## TASK DIRECTIONS
Output only the span of lines that begins at the line containing "If you could pick out the decorative" and ends at the last line of the data, both included, exactly as they appear.

(Pointing records)
+++
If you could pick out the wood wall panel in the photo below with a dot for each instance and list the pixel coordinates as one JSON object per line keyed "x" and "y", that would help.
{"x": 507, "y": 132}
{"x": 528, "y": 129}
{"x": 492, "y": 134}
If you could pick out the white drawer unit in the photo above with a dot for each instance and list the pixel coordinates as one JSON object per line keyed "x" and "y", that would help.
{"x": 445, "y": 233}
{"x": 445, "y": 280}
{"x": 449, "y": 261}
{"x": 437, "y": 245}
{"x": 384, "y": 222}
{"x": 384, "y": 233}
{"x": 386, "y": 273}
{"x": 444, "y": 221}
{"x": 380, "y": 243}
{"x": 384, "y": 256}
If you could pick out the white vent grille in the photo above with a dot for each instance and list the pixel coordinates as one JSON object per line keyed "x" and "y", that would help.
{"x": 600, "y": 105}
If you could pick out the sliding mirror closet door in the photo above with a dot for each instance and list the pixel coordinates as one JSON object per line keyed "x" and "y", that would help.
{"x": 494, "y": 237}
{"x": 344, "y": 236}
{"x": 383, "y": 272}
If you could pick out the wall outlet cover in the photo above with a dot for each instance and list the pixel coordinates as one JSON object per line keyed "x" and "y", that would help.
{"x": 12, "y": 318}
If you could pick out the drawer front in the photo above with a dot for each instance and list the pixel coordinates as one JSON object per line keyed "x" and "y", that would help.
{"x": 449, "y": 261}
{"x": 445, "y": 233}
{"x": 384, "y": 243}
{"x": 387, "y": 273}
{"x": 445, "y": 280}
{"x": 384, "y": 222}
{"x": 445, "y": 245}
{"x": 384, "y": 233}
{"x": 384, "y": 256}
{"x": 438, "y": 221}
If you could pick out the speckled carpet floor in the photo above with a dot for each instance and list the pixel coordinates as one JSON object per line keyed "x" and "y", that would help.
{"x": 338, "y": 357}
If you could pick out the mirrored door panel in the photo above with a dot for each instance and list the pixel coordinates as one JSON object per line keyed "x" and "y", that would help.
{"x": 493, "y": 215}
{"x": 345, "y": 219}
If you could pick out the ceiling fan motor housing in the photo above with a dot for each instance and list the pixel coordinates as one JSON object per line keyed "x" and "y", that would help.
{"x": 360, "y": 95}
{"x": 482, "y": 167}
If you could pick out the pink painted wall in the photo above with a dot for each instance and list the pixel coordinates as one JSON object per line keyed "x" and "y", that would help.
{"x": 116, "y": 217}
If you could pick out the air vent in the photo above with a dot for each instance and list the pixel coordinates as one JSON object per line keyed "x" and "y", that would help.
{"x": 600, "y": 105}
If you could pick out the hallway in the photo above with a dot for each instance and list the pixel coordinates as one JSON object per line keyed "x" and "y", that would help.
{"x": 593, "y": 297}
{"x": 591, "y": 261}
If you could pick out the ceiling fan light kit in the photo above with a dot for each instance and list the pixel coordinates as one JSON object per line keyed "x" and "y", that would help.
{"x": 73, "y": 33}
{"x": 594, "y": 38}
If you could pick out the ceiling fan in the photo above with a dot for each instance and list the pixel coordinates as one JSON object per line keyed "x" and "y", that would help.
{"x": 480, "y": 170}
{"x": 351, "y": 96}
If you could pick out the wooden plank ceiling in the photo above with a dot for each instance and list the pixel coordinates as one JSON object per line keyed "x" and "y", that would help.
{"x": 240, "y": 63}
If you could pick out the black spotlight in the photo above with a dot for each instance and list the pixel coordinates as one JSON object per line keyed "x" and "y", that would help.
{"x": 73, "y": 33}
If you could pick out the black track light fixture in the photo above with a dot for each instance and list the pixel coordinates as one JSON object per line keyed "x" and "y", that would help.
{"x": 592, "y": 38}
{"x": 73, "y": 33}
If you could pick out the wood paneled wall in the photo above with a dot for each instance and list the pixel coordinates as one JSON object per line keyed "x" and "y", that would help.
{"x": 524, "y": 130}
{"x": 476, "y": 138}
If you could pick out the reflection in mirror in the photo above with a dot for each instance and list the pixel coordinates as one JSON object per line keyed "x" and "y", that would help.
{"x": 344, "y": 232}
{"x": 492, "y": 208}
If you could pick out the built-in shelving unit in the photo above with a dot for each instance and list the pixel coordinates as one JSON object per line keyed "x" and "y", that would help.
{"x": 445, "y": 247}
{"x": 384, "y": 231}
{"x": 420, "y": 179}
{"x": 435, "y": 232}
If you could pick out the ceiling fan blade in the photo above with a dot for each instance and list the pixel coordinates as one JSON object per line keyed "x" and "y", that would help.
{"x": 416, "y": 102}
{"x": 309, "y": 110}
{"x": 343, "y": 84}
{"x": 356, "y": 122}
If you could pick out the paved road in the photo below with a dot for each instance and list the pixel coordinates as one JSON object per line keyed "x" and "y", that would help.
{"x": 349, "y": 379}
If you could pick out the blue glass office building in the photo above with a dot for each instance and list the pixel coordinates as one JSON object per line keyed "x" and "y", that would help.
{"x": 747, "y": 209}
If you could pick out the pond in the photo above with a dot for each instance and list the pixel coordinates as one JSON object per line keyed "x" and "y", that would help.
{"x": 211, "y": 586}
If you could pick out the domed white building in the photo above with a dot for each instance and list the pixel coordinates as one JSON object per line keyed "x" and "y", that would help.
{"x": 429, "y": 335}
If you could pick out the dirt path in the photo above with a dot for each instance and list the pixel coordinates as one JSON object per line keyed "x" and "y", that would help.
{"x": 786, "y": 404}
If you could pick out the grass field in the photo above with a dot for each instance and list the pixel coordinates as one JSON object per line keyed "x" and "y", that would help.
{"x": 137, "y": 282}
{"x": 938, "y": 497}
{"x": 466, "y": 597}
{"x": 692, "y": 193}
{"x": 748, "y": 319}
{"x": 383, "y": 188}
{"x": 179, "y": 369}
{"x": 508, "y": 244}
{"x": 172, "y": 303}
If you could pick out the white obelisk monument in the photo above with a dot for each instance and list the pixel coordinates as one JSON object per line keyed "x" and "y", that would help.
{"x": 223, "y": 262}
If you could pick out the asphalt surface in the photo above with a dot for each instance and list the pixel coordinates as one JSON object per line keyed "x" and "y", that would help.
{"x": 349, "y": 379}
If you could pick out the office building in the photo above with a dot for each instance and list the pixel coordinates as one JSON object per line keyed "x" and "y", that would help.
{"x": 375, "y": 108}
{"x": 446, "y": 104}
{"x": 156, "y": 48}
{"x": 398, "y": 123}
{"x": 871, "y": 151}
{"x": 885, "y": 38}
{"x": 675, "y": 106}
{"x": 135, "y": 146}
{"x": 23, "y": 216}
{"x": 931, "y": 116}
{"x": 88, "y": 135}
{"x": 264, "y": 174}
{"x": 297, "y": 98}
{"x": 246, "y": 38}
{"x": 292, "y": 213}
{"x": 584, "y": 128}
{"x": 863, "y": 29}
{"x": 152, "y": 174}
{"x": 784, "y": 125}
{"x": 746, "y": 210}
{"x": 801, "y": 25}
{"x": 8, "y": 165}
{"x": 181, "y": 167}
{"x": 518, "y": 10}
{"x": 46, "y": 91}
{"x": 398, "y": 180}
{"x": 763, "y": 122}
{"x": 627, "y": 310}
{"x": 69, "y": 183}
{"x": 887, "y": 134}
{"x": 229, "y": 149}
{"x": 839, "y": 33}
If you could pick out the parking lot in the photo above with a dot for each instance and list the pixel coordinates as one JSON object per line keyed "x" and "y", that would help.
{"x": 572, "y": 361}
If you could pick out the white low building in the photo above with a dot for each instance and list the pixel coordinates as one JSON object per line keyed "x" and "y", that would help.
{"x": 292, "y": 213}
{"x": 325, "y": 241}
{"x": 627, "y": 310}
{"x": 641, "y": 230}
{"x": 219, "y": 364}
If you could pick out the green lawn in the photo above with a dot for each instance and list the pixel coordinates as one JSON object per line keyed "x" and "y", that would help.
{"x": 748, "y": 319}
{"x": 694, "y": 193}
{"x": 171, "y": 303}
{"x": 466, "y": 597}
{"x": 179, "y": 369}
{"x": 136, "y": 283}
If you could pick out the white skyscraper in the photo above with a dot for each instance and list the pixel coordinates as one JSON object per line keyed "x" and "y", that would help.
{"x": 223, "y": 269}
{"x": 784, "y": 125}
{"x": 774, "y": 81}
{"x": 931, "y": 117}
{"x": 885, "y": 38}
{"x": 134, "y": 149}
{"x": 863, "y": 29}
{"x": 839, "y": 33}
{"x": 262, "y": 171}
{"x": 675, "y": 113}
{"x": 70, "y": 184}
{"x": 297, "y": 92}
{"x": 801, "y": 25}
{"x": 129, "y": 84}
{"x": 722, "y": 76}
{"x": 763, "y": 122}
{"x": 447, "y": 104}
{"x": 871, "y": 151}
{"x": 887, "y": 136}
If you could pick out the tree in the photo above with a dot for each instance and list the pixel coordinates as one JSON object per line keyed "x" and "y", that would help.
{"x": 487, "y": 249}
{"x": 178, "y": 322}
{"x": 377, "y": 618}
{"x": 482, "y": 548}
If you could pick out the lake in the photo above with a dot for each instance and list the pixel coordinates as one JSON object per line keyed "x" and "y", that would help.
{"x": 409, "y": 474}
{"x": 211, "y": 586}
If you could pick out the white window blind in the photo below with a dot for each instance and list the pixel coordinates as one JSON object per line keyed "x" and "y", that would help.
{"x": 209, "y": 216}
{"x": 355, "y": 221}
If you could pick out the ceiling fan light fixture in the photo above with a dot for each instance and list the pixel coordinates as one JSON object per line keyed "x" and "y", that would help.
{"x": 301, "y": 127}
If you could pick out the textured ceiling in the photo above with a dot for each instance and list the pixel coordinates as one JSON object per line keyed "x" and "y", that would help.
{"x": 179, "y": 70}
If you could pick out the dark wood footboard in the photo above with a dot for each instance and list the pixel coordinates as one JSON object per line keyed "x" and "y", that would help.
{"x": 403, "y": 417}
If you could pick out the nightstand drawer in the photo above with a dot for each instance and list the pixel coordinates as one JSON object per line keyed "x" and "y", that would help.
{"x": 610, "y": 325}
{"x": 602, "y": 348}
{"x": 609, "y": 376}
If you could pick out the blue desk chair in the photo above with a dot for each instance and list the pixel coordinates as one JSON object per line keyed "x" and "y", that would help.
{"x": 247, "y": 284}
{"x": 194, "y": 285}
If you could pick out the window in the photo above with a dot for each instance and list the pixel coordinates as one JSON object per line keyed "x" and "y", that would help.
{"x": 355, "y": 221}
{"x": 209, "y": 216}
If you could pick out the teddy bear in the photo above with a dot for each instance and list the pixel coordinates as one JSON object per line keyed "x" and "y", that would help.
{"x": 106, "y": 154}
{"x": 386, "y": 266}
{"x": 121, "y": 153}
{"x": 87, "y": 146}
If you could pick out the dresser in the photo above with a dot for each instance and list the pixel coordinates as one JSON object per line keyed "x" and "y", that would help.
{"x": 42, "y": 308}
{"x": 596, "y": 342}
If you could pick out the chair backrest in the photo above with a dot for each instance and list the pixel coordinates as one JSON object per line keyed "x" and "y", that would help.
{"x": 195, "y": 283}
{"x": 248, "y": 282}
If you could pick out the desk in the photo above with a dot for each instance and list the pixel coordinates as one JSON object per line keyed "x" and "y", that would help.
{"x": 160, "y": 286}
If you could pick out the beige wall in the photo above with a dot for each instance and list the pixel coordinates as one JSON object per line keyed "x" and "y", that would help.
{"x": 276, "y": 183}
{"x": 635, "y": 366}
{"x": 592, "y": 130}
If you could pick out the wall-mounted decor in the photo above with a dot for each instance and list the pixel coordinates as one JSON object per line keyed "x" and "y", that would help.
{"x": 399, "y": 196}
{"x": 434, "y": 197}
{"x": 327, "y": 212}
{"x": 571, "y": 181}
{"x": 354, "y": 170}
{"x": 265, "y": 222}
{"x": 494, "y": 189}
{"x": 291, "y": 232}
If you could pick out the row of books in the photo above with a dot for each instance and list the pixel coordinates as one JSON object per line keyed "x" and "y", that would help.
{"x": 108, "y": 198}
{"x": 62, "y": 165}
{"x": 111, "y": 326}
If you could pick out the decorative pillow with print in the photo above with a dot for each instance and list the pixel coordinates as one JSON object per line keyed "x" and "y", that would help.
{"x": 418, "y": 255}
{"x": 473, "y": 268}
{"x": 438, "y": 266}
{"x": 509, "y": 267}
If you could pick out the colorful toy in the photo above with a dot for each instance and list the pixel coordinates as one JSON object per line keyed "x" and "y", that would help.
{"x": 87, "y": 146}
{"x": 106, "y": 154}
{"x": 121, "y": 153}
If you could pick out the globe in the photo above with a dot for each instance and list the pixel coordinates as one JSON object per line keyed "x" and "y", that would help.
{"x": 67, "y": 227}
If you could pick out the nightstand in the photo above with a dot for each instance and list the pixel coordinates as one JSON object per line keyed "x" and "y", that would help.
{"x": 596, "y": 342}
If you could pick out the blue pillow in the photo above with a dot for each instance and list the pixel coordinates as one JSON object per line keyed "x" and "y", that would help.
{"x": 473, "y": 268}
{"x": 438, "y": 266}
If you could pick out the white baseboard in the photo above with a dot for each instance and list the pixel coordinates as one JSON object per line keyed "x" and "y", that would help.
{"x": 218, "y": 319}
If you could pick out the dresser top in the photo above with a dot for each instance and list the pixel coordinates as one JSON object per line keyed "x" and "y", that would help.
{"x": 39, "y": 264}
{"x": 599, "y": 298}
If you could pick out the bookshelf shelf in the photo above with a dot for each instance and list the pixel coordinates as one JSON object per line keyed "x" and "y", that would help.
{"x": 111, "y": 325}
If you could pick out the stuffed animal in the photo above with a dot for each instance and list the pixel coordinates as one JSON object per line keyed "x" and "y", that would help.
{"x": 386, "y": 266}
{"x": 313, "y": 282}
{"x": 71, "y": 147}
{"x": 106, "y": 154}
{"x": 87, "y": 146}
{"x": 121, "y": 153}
+++
## OUTPUT
If you could pick out the decorative pillow with print in the photo above with a dot for each instance and list the pixel coordinates as one JSON object per line keyed "x" and "y", that would help.
{"x": 418, "y": 255}
{"x": 473, "y": 268}
{"x": 438, "y": 266}
{"x": 509, "y": 267}
If you could pick out the colorful toy in the photo above with a dot for each instance and list the pixel coordinates as one JSON object per line keyed "x" and "y", that would help.
{"x": 87, "y": 146}
{"x": 106, "y": 154}
{"x": 121, "y": 153}
If you could pick out the globe in the photo above with a dot for each instance and list the pixel coordinates as one JSON object per line keyed "x" and "y", that would help.
{"x": 67, "y": 227}
If you could pick out the nightstand in the photo above with a dot for each instance and list the pixel coordinates as one JSON object per line keyed "x" and "y", that would help.
{"x": 596, "y": 342}
If you could pick out the blue pillow in the photo above with a dot for each instance and list the pixel coordinates as one JSON object per line keyed "x" and "y", that would help.
{"x": 473, "y": 268}
{"x": 438, "y": 266}
If you could pick out the white baseboard in the photo above with a dot for each instance and list the pixel coordinates as one JSON object per line keyed "x" and "y", that would help.
{"x": 218, "y": 319}
If you could pick out the dresser top in the photo above with a dot for each instance and list the pixel coordinates as one JSON object per line keyed "x" and "y", that would help.
{"x": 39, "y": 264}
{"x": 599, "y": 298}
If you could pick out the bookshelf shelf in the photo above with a dot for each instance and list the pixel coordinates as one JSON object per line keyed "x" and "y", that would help.
{"x": 111, "y": 325}
If you could pick out the stuffed animal in the photo above with a dot for each instance and list the pixel coordinates as one JSON object per line keyed "x" and "y", that would help.
{"x": 386, "y": 266}
{"x": 313, "y": 282}
{"x": 71, "y": 147}
{"x": 106, "y": 154}
{"x": 87, "y": 146}
{"x": 121, "y": 153}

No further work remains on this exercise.